── Task material ──

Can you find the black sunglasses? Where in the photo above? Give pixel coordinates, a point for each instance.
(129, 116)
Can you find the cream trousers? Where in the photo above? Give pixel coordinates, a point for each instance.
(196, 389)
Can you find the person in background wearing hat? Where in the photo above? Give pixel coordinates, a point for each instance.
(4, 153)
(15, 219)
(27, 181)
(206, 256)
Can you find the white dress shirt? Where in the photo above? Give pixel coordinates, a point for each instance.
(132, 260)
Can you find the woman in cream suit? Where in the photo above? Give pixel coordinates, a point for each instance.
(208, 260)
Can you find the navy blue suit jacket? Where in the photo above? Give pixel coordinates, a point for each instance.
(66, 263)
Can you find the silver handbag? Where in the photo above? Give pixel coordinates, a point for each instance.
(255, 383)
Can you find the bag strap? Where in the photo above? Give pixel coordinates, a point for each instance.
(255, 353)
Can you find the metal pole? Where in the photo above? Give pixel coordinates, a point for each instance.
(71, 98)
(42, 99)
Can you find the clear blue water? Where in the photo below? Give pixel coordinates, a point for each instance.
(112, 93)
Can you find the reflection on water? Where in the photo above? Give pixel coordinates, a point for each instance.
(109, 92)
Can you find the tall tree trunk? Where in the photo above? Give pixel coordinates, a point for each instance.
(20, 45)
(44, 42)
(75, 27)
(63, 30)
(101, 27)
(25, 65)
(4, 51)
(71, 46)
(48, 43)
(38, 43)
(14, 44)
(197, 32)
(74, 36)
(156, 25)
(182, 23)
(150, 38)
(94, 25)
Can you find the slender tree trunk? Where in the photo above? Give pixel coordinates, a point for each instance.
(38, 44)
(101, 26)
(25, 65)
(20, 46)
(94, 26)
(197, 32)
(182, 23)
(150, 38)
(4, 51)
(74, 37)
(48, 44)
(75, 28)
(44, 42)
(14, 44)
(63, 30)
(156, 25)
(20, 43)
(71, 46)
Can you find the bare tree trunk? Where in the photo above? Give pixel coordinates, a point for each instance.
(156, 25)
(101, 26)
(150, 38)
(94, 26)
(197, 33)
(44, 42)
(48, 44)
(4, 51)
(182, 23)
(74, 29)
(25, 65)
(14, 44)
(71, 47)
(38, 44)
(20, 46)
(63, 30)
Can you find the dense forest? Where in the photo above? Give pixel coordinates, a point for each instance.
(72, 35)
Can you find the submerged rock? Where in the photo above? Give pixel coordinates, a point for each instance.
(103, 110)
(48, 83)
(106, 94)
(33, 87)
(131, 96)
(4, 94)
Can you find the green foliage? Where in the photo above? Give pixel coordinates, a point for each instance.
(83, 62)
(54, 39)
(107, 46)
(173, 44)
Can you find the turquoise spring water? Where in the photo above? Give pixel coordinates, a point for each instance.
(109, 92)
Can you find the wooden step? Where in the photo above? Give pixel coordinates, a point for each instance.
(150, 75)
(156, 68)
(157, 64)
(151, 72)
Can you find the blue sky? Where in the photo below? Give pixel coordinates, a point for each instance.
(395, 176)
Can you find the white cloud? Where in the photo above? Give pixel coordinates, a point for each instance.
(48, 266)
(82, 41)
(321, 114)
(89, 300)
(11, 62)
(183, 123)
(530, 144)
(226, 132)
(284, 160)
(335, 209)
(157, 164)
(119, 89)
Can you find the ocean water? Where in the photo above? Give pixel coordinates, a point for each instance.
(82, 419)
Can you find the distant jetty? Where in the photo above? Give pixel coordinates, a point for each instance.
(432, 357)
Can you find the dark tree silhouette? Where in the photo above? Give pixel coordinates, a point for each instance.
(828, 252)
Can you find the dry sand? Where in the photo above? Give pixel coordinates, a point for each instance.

───

Task goal => Retype all of the material above with no changes.

Complete output =>
Can you find the black sunglasses? Where in the photo above? Give pixel coordinates, a point for each instance.
(129, 116)
Can you find the cream trousers? Where in the photo above? Give pixel coordinates, a point for each instance.
(196, 389)
Can you find the person in background wearing hat? Where in the photo above? Give pixel coordinates, a point for each instance.
(4, 153)
(15, 219)
(27, 181)
(206, 256)
Can you find the white dress shirt? Where in the photo above? Give pixel coordinates, a point for each instance.
(132, 260)
Can you find the woman in cream suit? Where in the photo above? Give pixel coordinates, a point for each instance.
(208, 260)
Can you find the navy blue suit jacket? Where in the photo above? Give pixel coordinates, a point for each instance.
(66, 263)
Can you find the silver handbag? Where in the photo above? Give pixel coordinates, a point for each instance.
(255, 383)
Can you find the bag strap? Where in the photo above? Give pixel coordinates, a point for each instance.
(255, 353)
Can you find the metal pole? Where in the photo above? Give pixel coordinates, a point for each instance.
(71, 98)
(42, 99)
Can you find the clear blue water? Where in the photo below? Give pixel coordinates, a point for each instance.
(112, 93)
Can you find the reflection on water? Where in the photo above? Give pixel coordinates, a point for each instance.
(109, 92)
Can you find the tall tree trunk? Where in the photo above? Give pixel coordinates, a point for each instance.
(20, 45)
(44, 42)
(75, 27)
(63, 30)
(101, 27)
(25, 65)
(4, 51)
(71, 46)
(48, 43)
(38, 43)
(14, 44)
(197, 32)
(74, 36)
(156, 25)
(182, 23)
(150, 38)
(94, 25)
Can you find the slender tree trunk? Where in the photo above? Give pixel coordinates, a point for each instance.
(38, 44)
(101, 26)
(25, 65)
(20, 46)
(94, 26)
(197, 32)
(182, 23)
(150, 38)
(4, 51)
(74, 37)
(48, 44)
(75, 28)
(44, 42)
(14, 44)
(63, 30)
(156, 25)
(20, 43)
(71, 46)
Can you find the bare tree trunk? Where in the photo above? Give pixel coordinates, a point for each instance.
(156, 25)
(101, 26)
(150, 38)
(94, 26)
(197, 33)
(44, 42)
(48, 44)
(4, 51)
(182, 23)
(74, 29)
(25, 65)
(14, 44)
(71, 47)
(38, 44)
(20, 46)
(63, 30)
Can you find the dense forest? Where in the photo above? Give pixel coordinates, a point for each instance.
(72, 35)
Can you find the submerged rock? Where in the photo above? Give pixel coordinates, a point for each instance.
(103, 110)
(48, 83)
(106, 94)
(33, 87)
(131, 96)
(4, 94)
Can you find the green foliage? Where in the photo above? Give pixel coordinates, a point for each instance.
(83, 62)
(54, 39)
(107, 46)
(173, 44)
Can you find the turquoise spring water? Where in the photo above? Give pixel coordinates, a point for each instance.
(109, 92)
Can you find the wooden step? Where in the photo above? Give pixel coordinates, a point for each instance.
(150, 75)
(156, 68)
(157, 64)
(151, 72)
Can you find the blue sky? Where in the photo below? Give pixel coordinates, a point for each instance.
(395, 176)
Can you find the white cloud? Where in the photo above? Give pixel coordinates, a point for each instance.
(48, 266)
(82, 41)
(321, 114)
(89, 300)
(11, 62)
(183, 123)
(530, 144)
(226, 132)
(284, 160)
(335, 209)
(157, 164)
(119, 89)
Can you find the ocean water? Where in the photo above? Give pixel coordinates, a point for each instance.
(82, 419)
Can you find the distant jetty? Where in the photo above? Give pixel coordinates, a point for each instance.
(432, 357)
Can you find the dark tree silhouette? Where in the photo above? Give pixel coordinates, a point for each instance.
(828, 252)
Can you find the dry sand? Where in the photo above? Give pixel coordinates, a point for each instance.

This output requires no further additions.